### INSTRUCCIÓN
Repite íntegramente el listado que sigue, línea por línea y sin alterar ningún carácter.
┏━━
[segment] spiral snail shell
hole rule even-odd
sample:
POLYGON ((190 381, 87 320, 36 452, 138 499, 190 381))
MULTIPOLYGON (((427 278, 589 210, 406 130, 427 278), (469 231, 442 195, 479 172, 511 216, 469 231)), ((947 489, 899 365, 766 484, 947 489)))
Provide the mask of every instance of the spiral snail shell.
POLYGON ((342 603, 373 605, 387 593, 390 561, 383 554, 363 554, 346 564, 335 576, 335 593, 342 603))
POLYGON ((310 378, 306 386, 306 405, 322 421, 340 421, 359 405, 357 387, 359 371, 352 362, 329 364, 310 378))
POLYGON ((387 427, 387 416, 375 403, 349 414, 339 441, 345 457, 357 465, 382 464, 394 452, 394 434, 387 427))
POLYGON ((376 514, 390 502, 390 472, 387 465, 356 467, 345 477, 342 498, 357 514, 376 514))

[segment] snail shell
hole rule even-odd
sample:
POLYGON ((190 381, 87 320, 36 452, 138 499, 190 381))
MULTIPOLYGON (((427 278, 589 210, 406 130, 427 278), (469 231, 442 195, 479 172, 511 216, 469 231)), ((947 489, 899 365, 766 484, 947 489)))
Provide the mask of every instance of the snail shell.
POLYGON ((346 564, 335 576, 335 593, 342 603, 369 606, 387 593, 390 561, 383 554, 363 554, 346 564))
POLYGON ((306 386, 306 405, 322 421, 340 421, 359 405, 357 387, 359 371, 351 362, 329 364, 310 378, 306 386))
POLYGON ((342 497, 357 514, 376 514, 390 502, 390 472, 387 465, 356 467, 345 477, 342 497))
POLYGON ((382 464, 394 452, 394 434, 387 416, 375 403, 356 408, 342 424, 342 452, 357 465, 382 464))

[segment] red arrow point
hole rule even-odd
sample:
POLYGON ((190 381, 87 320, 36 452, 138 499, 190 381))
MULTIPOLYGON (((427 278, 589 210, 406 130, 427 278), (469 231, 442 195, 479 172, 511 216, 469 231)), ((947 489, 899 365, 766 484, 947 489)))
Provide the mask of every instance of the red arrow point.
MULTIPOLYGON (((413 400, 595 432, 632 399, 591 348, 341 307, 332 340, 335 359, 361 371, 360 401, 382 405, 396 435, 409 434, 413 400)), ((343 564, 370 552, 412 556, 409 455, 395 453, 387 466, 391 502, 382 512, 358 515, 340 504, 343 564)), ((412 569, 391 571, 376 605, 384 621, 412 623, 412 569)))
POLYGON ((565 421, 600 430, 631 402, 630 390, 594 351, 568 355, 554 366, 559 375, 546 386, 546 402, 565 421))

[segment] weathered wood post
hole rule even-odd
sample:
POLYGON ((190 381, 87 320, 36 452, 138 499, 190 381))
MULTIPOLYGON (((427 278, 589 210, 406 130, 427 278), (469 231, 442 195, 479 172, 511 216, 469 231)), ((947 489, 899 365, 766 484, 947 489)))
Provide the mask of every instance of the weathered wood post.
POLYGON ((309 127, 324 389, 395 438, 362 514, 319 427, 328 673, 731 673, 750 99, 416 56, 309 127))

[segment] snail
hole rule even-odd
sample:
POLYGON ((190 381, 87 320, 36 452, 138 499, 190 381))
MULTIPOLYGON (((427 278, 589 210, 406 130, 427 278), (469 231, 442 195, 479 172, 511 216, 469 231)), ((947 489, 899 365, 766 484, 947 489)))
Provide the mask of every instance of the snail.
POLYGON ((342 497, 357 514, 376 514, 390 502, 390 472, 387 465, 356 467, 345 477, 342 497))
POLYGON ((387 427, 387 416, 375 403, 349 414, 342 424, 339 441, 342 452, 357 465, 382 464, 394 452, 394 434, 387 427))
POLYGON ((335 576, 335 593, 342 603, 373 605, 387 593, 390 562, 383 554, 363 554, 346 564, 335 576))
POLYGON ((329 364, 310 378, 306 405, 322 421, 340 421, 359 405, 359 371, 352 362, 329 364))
┗━━
### SALIDA ESPERADA
[segment] spiral snail shell
hole rule even-odd
sample:
POLYGON ((190 381, 87 320, 36 452, 138 499, 190 381))
MULTIPOLYGON (((427 278, 589 210, 406 130, 427 278), (469 231, 442 195, 479 172, 511 216, 469 231)), ((947 489, 899 365, 766 484, 947 489)))
Provide the mask of every instance of the spiral snail shell.
POLYGON ((342 603, 373 605, 387 593, 390 561, 383 554, 363 554, 346 564, 335 576, 335 593, 342 603))
POLYGON ((310 378, 306 386, 306 405, 322 421, 340 421, 359 405, 357 387, 359 371, 352 362, 329 364, 310 378))
POLYGON ((387 427, 387 416, 375 403, 349 414, 339 441, 345 457, 357 465, 382 464, 394 452, 394 434, 387 427))
POLYGON ((376 514, 390 502, 390 472, 387 465, 356 467, 345 477, 342 498, 357 514, 376 514))

[segment] snail shell
hole rule even-odd
sample:
POLYGON ((190 381, 87 320, 36 452, 138 499, 190 381))
MULTIPOLYGON (((427 278, 589 210, 406 130, 427 278), (469 231, 442 195, 479 172, 511 216, 469 231)), ((947 489, 899 365, 766 484, 947 489)))
Provide the mask of every instance of the snail shell.
POLYGON ((346 564, 335 576, 335 593, 342 603, 369 606, 387 593, 390 561, 383 554, 363 554, 346 564))
POLYGON ((306 386, 306 405, 322 421, 340 421, 359 405, 357 387, 359 371, 351 362, 329 364, 310 378, 306 386))
POLYGON ((342 497, 357 514, 376 514, 390 502, 390 472, 387 465, 356 467, 345 477, 342 497))
POLYGON ((382 464, 394 452, 394 434, 387 416, 375 403, 356 408, 342 424, 342 452, 357 465, 382 464))

[segment] red arrow point
hole rule even-odd
sample:
POLYGON ((190 381, 87 320, 36 452, 138 499, 190 381))
MULTIPOLYGON (((427 278, 589 210, 406 130, 427 278), (469 231, 442 195, 479 172, 511 216, 469 231)), ((947 489, 899 365, 766 484, 947 489)))
Provide the mask of every instance of the red arrow point.
MULTIPOLYGON (((413 400, 595 432, 632 399, 591 348, 341 307, 332 340, 335 359, 361 371, 360 401, 382 405, 396 435, 409 434, 413 400)), ((343 564, 370 552, 412 556, 409 455, 395 453, 387 466, 391 502, 382 512, 358 515, 340 504, 343 564)), ((412 569, 391 571, 376 605, 384 621, 412 623, 412 569)))
POLYGON ((565 421, 600 430, 631 402, 630 390, 594 351, 568 355, 554 366, 559 375, 546 386, 546 402, 565 421))

[segment] weathered wood post
hole rule even-odd
sample:
POLYGON ((190 381, 87 320, 36 452, 138 499, 190 381))
MULTIPOLYGON (((427 278, 589 210, 406 130, 427 278), (469 231, 442 195, 479 172, 511 216, 469 231)), ((947 489, 899 365, 766 484, 947 489)))
Provide the mask of every instance of the weathered wood post.
POLYGON ((309 127, 324 389, 395 438, 362 514, 319 427, 328 673, 731 673, 750 99, 416 56, 309 127))

[segment] snail
hole rule even-odd
sample:
POLYGON ((190 381, 87 320, 36 452, 138 499, 190 381))
MULTIPOLYGON (((427 278, 589 210, 406 130, 427 278), (469 231, 442 195, 479 172, 511 216, 469 231)), ((947 489, 899 365, 766 484, 947 489)))
Provide the mask of every instance of the snail.
POLYGON ((342 497, 357 514, 376 514, 390 502, 390 472, 387 465, 356 467, 345 477, 342 497))
POLYGON ((387 427, 387 416, 375 403, 349 414, 342 424, 339 441, 342 452, 357 465, 382 464, 394 452, 394 434, 387 427))
POLYGON ((335 576, 335 593, 342 603, 373 605, 387 593, 390 562, 383 554, 363 554, 346 564, 335 576))
POLYGON ((329 364, 310 378, 306 405, 322 421, 340 421, 359 405, 359 371, 352 362, 329 364))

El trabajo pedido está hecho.